* **GIVEN EXERCISE 1**: Output the following passage on floorboard locking systems word for word.

#####

FIGS. 18a-d show an embodiment of the invention where also the
tongue 22 is made of a separate material. This embodiment can
reduce the waste still more. Since the tongue locks only
vertically, no horizontal locking means other than friction are
required to fasten the tongue in the floorboard 1'.
FIGS. 19a-d show another embodiment of the invention which is
characterised in that the projecting portion has a locking element
which locks in an undercut groove in the board 1'. Such a locking
system can be locked by angling and snapping and it can be unlocked
by upward angling about the upper joint edge. Since the floorboard
1' has no tongue, the amount of wasted material can be
minimised.
FIGS. 20a-e show an embodiment of the invention which is
characterised in that the separate strip 6 consists of two
symmetric parts, and that the joint portions of the floorboards 1,
1' are identical. This embodiment allows simple manufacture of, for
instance, boards which may consist of A and B boards which have
mirror-inverted locking systems. The locking system of the
preferred geometry is not openable. This can be achieved, for
instance, by rounding of the lower and outer parts of the strip
6.
FIGS. 21-26 illustrate variants of the invention. FIG. 21 shows an
embodiment with lower lips 21 which extend essentially to the
vertical plane.
FIG. 22 shows an embodiment with locking elements on the upper and
lower sides of the strip 6.

#####

* **GIVEN EXERCISE 2**: Return every line of the listing below verbatim, leaving out the pictures.

#####

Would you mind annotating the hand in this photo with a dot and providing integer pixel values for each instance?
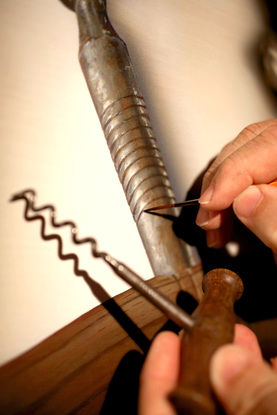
(242, 381)
(238, 178)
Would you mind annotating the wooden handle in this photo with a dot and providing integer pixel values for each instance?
(214, 326)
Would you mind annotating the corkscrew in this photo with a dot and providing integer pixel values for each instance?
(172, 311)
(210, 326)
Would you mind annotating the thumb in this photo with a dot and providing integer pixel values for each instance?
(256, 208)
(243, 383)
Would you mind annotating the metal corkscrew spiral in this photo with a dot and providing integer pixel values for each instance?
(173, 312)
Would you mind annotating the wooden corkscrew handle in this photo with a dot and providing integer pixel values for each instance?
(214, 326)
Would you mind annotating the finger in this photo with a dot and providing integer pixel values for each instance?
(243, 384)
(159, 375)
(245, 135)
(218, 226)
(256, 207)
(253, 163)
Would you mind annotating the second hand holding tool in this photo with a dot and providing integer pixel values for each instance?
(192, 202)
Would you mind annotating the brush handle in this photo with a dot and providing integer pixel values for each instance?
(214, 326)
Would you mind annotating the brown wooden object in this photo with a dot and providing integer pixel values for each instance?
(214, 326)
(70, 372)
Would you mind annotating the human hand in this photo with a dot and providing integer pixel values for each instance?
(242, 381)
(237, 179)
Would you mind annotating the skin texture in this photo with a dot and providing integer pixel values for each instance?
(242, 381)
(236, 183)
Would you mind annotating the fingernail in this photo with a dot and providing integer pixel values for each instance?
(227, 364)
(212, 238)
(247, 201)
(207, 195)
(203, 217)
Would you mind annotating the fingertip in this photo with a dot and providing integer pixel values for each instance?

#####

* **FINISHED ANSWER 1**:
FIGS. 18a-d show an embodiment of the invention where also the
tongue 22 is made of a separate material. This embodiment can
reduce the waste still more. Since the tongue locks only
vertically, no horizontal locking means other than friction are
required to fasten the tongue in the floorboard 1'.
FIGS. 19a-d show another embodiment of the invention which is
characterised in that the projecting portion has a locking element
which locks in an undercut groove in the board 1'. Such a locking
system can be locked by angling and snapping and it can be unlocked
by upward angling about the upper joint edge. Since the floorboard
1' has no tongue, the amount of wasted material can be
minimised.
FIGS. 20a-e show an embodiment of the invention which is
characterised in that the separate strip 6 consists of two
symmetric parts, and that the joint portions of the floorboards 1,
1' are identical. This embodiment allows simple manufacture of, for
instance, boards which may consist of A and B boards which have
mirror-inverted locking systems. The locking system of the
preferred geometry is not openable. This can be achieved, for
instance, by rounding of the lower and outer parts of the strip
6.
FIGS. 21-26 illustrate variants of the invention. FIG. 21 shows an
embodiment with lower lips 21 which extend essentially to the
vertical plane.
FIG. 22 shows an embodiment with locking elements on the upper and
lower sides of the strip 6.

* **FINISHED ANSWER 2**:
Would you mind annotating the hand in this photo with a dot and providing integer pixel values for each instance?
(242, 381)
(238, 178)
Would you mind annotating the wooden handle in this photo with a dot and providing integer pixel values for each instance?
(214, 326)
Would you mind annotating the corkscrew in this photo with a dot and providing integer pixel values for each instance?
(172, 311)
(210, 326)
Would you mind annotating the thumb in this photo with a dot and providing integer pixel values for each instance?
(256, 208)
(243, 383)
Would you mind annotating the metal corkscrew spiral in this photo with a dot and providing integer pixel values for each instance?
(173, 312)
Would you mind annotating the wooden corkscrew handle in this photo with a dot and providing integer pixel values for each instance?
(214, 326)
Would you mind annotating the finger in this photo with a dot and providing integer pixel values for each instance?
(243, 384)
(159, 375)
(245, 135)
(218, 226)
(256, 207)
(253, 163)
Would you mind annotating the second hand holding tool in this photo with a dot and providing integer pixel values for each instance?
(192, 202)
Would you mind annotating the brush handle in this photo with a dot and providing integer pixel values for each instance?
(214, 326)
Would you mind annotating the brown wooden object in this photo with a dot and providing integer pixel values for each instance?
(214, 326)
(70, 372)
Would you mind annotating the human hand in this photo with a dot and providing integer pixel values for each instance?
(242, 381)
(237, 179)
Would you mind annotating the skin texture in this photo with a dot and providing integer pixel values for each instance?
(242, 381)
(236, 183)
Would you mind annotating the fingernail in this photo with a dot and providing integer pixel values for each instance?
(227, 364)
(212, 238)
(247, 201)
(207, 195)
(203, 217)
Would you mind annotating the fingertip in this photo with a dot and providing integer pixel values for each instance?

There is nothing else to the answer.